▸ EXERCISE PROMPT
Your copy of the material below should match it exactly, except that it holds no pictures.

___ DATA SUPPLIED ___

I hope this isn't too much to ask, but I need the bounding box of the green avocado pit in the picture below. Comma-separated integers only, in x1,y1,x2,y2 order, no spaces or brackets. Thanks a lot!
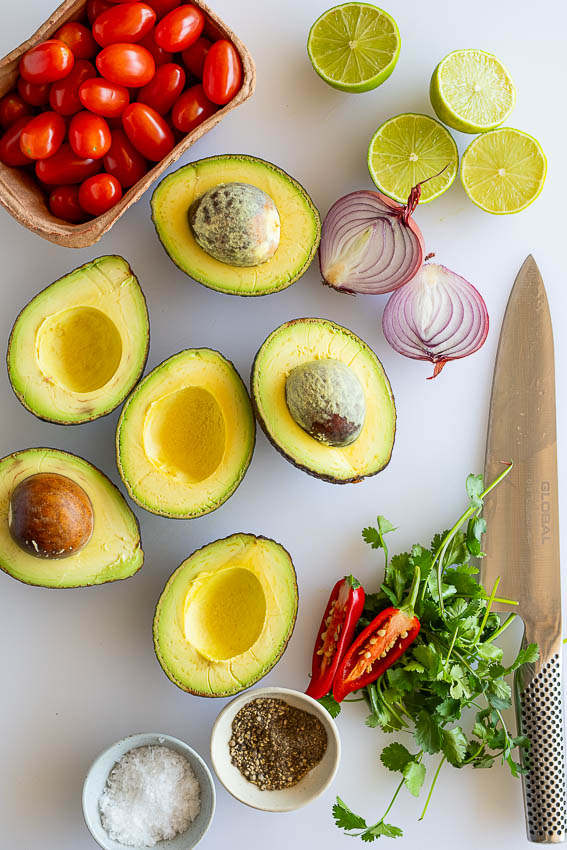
189,183,280,266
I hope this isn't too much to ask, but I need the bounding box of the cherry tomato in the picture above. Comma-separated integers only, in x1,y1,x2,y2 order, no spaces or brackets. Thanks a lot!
53,21,98,59
18,38,75,83
171,83,218,133
79,174,122,215
35,142,102,186
122,103,175,162
181,38,212,80
104,130,148,189
0,91,33,130
79,77,130,117
138,62,185,115
96,43,156,88
155,4,205,53
93,3,156,47
0,115,33,167
49,186,89,224
20,112,67,159
49,59,96,115
69,110,112,159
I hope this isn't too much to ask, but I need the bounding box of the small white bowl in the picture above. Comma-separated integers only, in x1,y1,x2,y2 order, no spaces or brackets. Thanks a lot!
211,688,341,812
83,732,215,850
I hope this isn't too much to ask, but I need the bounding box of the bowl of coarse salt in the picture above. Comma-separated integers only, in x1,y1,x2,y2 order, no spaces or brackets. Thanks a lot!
83,732,215,850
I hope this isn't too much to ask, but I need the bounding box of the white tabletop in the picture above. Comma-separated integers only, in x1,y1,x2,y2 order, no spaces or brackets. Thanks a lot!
0,0,567,850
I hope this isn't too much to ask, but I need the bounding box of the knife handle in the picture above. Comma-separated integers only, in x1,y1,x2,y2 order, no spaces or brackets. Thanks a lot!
514,639,567,844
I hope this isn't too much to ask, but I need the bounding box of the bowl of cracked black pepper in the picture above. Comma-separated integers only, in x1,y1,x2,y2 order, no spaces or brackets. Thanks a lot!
211,688,341,812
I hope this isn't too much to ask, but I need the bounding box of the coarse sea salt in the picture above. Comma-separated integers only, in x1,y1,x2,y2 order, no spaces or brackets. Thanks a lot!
99,746,201,847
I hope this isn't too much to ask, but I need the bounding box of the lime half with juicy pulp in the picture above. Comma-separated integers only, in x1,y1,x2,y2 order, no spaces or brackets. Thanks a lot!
307,3,400,92
429,49,516,133
461,127,547,215
368,112,459,204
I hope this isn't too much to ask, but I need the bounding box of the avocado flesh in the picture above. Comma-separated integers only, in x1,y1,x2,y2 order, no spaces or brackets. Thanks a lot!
154,534,297,697
116,348,255,519
0,448,144,587
251,318,396,484
152,154,321,295
7,256,149,425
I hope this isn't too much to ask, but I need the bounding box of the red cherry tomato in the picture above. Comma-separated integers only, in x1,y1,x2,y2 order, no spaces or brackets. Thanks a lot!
171,83,218,133
49,59,96,115
93,3,156,47
79,174,122,215
53,21,98,59
69,110,112,159
20,112,67,159
18,38,75,83
0,115,33,167
181,38,212,80
79,77,130,117
0,91,33,130
96,43,156,88
203,38,242,106
49,186,89,224
138,62,185,115
122,103,175,162
156,5,205,53
104,130,148,189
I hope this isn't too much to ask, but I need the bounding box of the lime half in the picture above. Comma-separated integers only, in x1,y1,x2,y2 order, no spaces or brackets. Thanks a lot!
368,112,459,204
429,50,516,133
307,3,400,92
461,127,547,215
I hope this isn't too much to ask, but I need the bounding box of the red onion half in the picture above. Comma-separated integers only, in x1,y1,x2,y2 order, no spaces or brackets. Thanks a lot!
319,186,424,295
382,263,488,380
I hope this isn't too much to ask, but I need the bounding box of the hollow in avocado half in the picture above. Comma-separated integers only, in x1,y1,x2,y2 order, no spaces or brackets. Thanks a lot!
152,154,321,295
154,534,298,697
7,256,149,425
0,448,144,588
251,318,396,484
116,348,256,519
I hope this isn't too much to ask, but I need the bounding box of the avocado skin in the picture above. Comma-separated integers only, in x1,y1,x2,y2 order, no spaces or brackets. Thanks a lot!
250,318,396,484
0,446,144,590
5,254,150,424
152,531,299,699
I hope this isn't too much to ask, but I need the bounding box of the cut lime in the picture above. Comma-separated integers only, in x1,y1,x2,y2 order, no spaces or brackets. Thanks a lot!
429,50,516,133
307,3,400,92
368,112,459,204
461,127,547,215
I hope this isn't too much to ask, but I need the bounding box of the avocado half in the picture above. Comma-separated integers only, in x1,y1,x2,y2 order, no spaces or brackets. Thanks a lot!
153,534,298,697
0,448,144,587
250,318,396,484
116,348,256,519
7,256,149,425
152,154,321,295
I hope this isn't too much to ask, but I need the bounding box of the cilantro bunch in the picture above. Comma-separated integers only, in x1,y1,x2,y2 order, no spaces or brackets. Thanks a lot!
321,464,538,841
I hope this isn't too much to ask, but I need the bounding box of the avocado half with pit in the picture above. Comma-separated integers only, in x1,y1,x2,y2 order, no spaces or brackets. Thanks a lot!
251,318,396,484
152,154,321,295
116,348,256,519
0,448,144,588
154,534,298,697
7,256,149,425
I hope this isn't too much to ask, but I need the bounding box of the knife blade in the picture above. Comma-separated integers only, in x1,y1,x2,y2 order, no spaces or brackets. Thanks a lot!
482,255,567,844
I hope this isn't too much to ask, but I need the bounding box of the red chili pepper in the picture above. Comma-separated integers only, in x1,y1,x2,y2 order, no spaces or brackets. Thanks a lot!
333,567,420,702
306,576,364,699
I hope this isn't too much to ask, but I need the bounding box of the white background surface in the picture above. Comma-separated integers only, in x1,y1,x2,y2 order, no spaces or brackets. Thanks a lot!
0,0,567,850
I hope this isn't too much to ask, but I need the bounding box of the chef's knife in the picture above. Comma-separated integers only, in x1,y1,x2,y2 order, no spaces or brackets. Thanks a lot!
482,255,567,844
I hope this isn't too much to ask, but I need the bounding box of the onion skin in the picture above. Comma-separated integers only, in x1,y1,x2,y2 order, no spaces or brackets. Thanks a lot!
319,186,425,295
382,263,489,380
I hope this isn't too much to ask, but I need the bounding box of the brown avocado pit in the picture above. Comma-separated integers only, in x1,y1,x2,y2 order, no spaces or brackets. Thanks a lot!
8,472,94,560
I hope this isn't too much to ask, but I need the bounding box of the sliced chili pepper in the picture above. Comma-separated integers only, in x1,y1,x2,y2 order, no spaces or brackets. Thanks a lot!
333,567,420,702
306,576,364,699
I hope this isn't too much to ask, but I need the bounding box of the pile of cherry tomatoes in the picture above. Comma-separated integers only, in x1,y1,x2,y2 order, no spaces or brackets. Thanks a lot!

___

▸ FINISHED ANSWER
I hope this isn't too much to ask, but I need the bounding box of the green avocado pit in the picture below. Comma-separated integers only, in x1,y1,x2,y2 order, no spaces or brackets. Thanks a lot!
189,183,280,266
I hope this isn't too much to ask, but I need the bounding box of the cherry tomato in the picture above. Comma-separated integers only, in x1,y1,x2,y2 order, no spaces or brackets. Thanks a lot!
53,21,98,59
18,38,75,83
171,83,218,133
79,174,122,215
35,142,102,186
122,103,175,162
181,38,212,80
104,130,148,189
0,91,33,130
79,77,130,117
138,62,185,115
96,43,156,88
155,4,205,53
93,3,156,47
0,115,33,167
49,186,89,224
20,112,67,159
49,59,96,115
69,110,112,159
I hope this isn't too much to ask, but I need the bounding box of the small white bowl in the picture above. Comma-separated integers only, in x1,y1,x2,y2 order, no spaces or brackets. Thanks a lot!
211,688,341,812
83,732,215,850
I hope this isn't too much to ask, but I need the bounding box of the bowl of coarse salt in the picture above. Comma-separated integers only, in x1,y1,x2,y2 order, no spaces or brackets. Thanks a lot!
83,732,215,850
I hope this isn't too much to ask, but I need the bounding box of the white tabletop in the picture above. Comma-separated integers only, in x1,y1,x2,y2 order, no spaces or brackets. Thanks a lot!
0,0,567,850
I hope this isn't too much to ask, but I need the bounding box of the knife handle in the picture above. Comma-separated integers only, in x1,y1,x2,y2 order, no spaces or brackets. Thanks a lot!
514,639,567,844
I hope this isn't too much to ask, but I need the bounding box of the bowl of cracked black pepper in the picture above. Comma-separated integers only, in x1,y1,x2,y2 order, no spaces or brackets. Thanks a lot!
211,688,341,812
I hope this isn't too much to ask, but I need the bounding box of the coarse sea salt in the picture above. Comma-separated integers only, in x1,y1,x2,y2 order, no spaces or brackets. Thanks a lot!
99,746,201,847
I hope this isn't too much to ask, but I need the bounding box of the lime half with juicy pulp in the picture above. Comma-separated integers only, in x1,y1,x2,y2 order, no spaces or brackets. Thanks a lot!
307,3,400,92
429,49,516,133
461,127,547,215
368,112,459,204
I hope this isn't too much to ask, but I need the bounding box of the avocado flesh in the picture above. Comma-separated integers only, in x1,y1,x2,y2 order, no spaces or brackets. Thanks a lot!
154,534,297,697
116,348,255,519
0,448,144,587
251,318,396,484
152,154,321,295
7,256,149,425
I hope this isn't too much to ask, but I need the bounding box of the red cherry tomato in the picture above. Comma-separated integers only, in x1,y1,x2,y2 order, no spaces or brackets. Thanks a lot!
171,83,218,133
49,59,96,115
93,3,156,47
79,174,122,215
53,21,98,59
69,110,112,159
20,112,67,159
18,38,75,83
0,115,33,167
181,38,212,80
79,77,130,117
0,91,33,130
96,43,156,88
203,38,242,106
49,186,89,224
138,62,185,115
122,103,175,162
156,5,205,53
104,130,148,189
I hope this isn't too much to ask, but I need the bounding box of the lime half in the picture above. Comma-separated integers only, in x1,y1,x2,y2 order, no spaces or brackets. Thanks a lot!
368,112,459,204
429,50,516,133
307,3,400,92
461,127,547,215
I hope this isn't too much to ask, but I need the bounding box of the red onion half in the picture above. Comma-separated integers only, in x1,y1,x2,y2 order, no spaces or brackets. Thanks a lot!
319,186,424,295
382,263,488,380
I hope this isn't too much to ask, but I need the bounding box of the hollow in avocado half in the picture above. Comma-separated integers only, in x1,y1,x2,y2 order, no spaces or brackets. Thanks a lot!
152,154,321,295
154,534,298,697
7,256,149,425
0,448,144,588
251,318,396,484
116,348,256,519
I hope this isn't too much to ask, but I need the bounding box of the avocado skin in the picture above. Comma-separated integers only, in x1,y1,x2,y2 order, no spaces or brackets. Thanks a lot!
250,318,396,484
0,446,144,590
5,254,150,424
152,531,299,699
I hope this isn't too much to ask, but I need the bounding box of the cut lime in the picture above. Comma-separated integers only, in x1,y1,x2,y2 order, no spaces or brackets. Thanks a lot!
429,50,516,133
307,3,400,92
368,112,459,204
461,127,547,215
I hope this isn't too much to ask, but I need the bounding box of the avocado half in the picture above. Comma-separated integers only, in x1,y1,x2,y2 order, no spaces or brackets. Thanks a lot!
153,534,298,697
0,448,144,587
250,318,396,484
116,348,256,519
7,256,149,425
152,154,321,295
I hope this isn't too much to ask, but I need the bounding box of the cilantro bunch in the picture above. Comma-separated integers only, in x1,y1,x2,y2 order, no spaces or brackets. Thanks a lot!
321,464,538,841
I hope this isn't too much to ask, but I need the bounding box of the avocado half with pit in the picture above. Comma-separated integers only, in x1,y1,x2,y2 order, no spaces or brackets. Thanks a lot!
251,318,396,484
152,154,321,295
116,348,256,519
0,448,144,588
154,534,298,697
7,256,149,425
I hope this isn't too much to ask, but I need the bounding box of the knife blade in the picture above. Comma-separated integers only, in x1,y1,x2,y2 order, no spaces or brackets. Thanks a lot!
482,255,567,844
I hope this isn't too much to ask, but I need the bounding box of the red chili pepper in the picture above. Comma-separated integers only, in x1,y1,x2,y2 order, no spaces or brackets. Thanks a lot!
333,567,420,702
306,576,364,699
I hope this isn't too much to ask, but I need the bounding box of the white background surface in the picture above. Comma-separated integers only, in x1,y1,x2,y2 order, no spaces or brackets. Thanks a lot!
0,0,567,850
I hope this isn't too much to ask, but I need the bounding box of the chef's knife in the picture above. Comma-separated integers only, in x1,y1,x2,y2 order, no spaces or brackets. Thanks a lot!
482,255,567,844
I hope this isn't too much to ask, but I need the bounding box of the onion skin in the picture above. Comma-separated integers only, in x1,y1,x2,y2 order, no spaces or brackets. Thanks a lot!
319,186,425,295
382,263,489,380
I hope this isn't too much to ask, but I need the bounding box of the brown avocado pit in the picture above. Comma-separated integers only, in x1,y1,x2,y2 order, no spaces or brackets. Thanks a lot!
8,472,94,560
I hope this isn't too much to ask, but I need the bounding box of the sliced chili pepper in the picture above. Comma-separated integers only, in x1,y1,x2,y2 order, no spaces or brackets. Thanks a lot!
333,567,420,702
306,576,364,699
I hope this isn't too much to ask, but I need the bounding box of the pile of cherry tomatoes in the picture above. Comma-separated integers only, in x1,y1,x2,y2 order, no spaces or brackets. Thanks a lot!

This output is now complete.